▶ _Texto de lectura_:
○ ○ ○

En la España del siglo IX , en efecto, podía escribirse un poema latino con tantas exquisiteces como el autor estuviera en condiciones de concebir. Pero el tal poema solo nos dice que en un determinado lugar y en unas determinadas fechas había un versificador con unas ciertas dotes y un cierto nivel de cultura; nada o apenas nada prejuzga sobre el estado de las letras en otros lugares y en otras fechas cercanas, ni de ningún modo significativo y estable se enlaza con la producción y la recepción de textos poéticos en otros estamentos sociales; y, en fin, no se deja situar de forma significativa en la entidad que llamamos lírica española.

○ ○ ○

▶ _Datos recopilados_:
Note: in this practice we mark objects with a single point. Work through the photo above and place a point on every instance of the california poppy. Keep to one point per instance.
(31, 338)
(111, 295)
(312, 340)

○ ○ ○

▶ _Tareas_:
1. Según el texto sobre la poesía latina del siglo IX, ¿qué cosas no hace un poema así, más allá de lo único que nos dice?
2. ¿Puedes reescribir el fragmento del texto sobre la poesía latina del siglo IX que empieza en "En la España" y termina en "llamamos lírica española.", sustituyendo "versificador" por "poeta"?

▶ _Respuestas por tarea_:
1.
- Nada o apenas nada prejuzga sobre el estado de las letras en otros lugares y en otras fechas cercanas.
- No se enlaza de ningún modo significativo y estable con la producción y la recepción de textos poéticos en otros estamentos sociales.
- No se deja situar de forma significativa en la entidad que llamamos lírica española.

2.
En la España del siglo IX , en efecto, podía escribirse un poema latino con tantas exquisiteces como el autor estuviera en condiciones de concebir. Pero el tal poema solo nos dice que en un determinado lugar y en unas determinadas fechas había un poeta con unas ciertas dotes y un cierto nivel de cultura; nada o apenas nada prejuzga sobre el estado de las letras en otros lugares y en otras fechas cercanas, ni de ningún modo significativo y estable se enlaza con la producción y la recepción de textos poéticos en otros estamentos sociales; y, en fin, no se deja situar de forma significativa en la entidad que llamamos lírica española.